ACTIVITY
Carry on the forum thread about laser therapy for pain relief, starting right after its last sentence.

SOURCE TEXT
=== Section Start ===

Laser Therapy and Pain Relief

this is a pretty comprehensive statement about lasers.....and how they work...

although i'm sure you've looked everything up...

from what i can gather, laser therapy is relatively safe...probably safer than other therapies..or drugs...

that there is laser therapy for all kinds of treatments, including an incurable one such as spondylosis....is fantastic, in my opinion...

i know this puts things out of your control....but as long as snorkels responds and you can afford it, i think you've chosen the bet treatment for her, as you have done everything else...


----------



## xellil

yes, one of the most miraculous things about it is that it has no side effects. There is no drug in the world that can say that. I just wish I could find a 10 year study although I get the technology hasn't been around very long.

The vet techs where we go now laser themselves. One of them read it gets rid of wrinkles. 

This fellow who seems to know his stuff says it actually repairs RNA and DNA. I'm not medical enough to know what that really means, but it sounds serious. And he also says it's good for spondylosis



> Effects at the cellular level: the reduction of Reactive Oxygen Species (ROS) is a major effect of the laser light. It has been proven that the light at the proper wavelength repairs mitochondrial DNA (mDNA) and messenger RNA (mRNA), used to support and direct maintenance and metabolism in the cell.

=== Section End ===

MATERIAL PROVIDED
=== Section Start ===

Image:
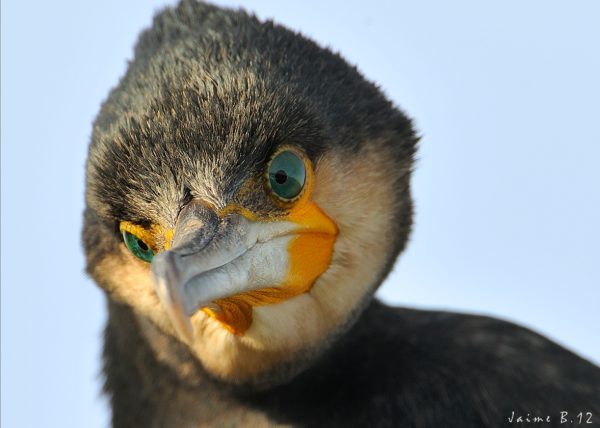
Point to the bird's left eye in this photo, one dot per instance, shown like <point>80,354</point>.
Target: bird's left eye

=== Section End ===

OUTPUT FOR THIS TASK
Veterinary Cold Laser Therapy

So yes, it seems miraculous. And it really, really is. i truly believe it may change the way we treat animals and people in ways we can't even imagine today. I don't think the FDA has approved it for people yet.

But without it, things went downhill extremely fast. All the stuff I read about it says laser treatments can last for months - and in fact after our initial series the rehab people said we were done. We were not - we were back within two weeks that time. 

I have alot more control of the food! If the worst happens, I can steal a chicken. Not sure if I could break into the vet's office and give my dog laser treatments.

But, i would stil recommend it to anyone who has a dog with an injury or arthritis, a wound that's not healing, chronic pain etc. Might put the Rimadyl people out of business.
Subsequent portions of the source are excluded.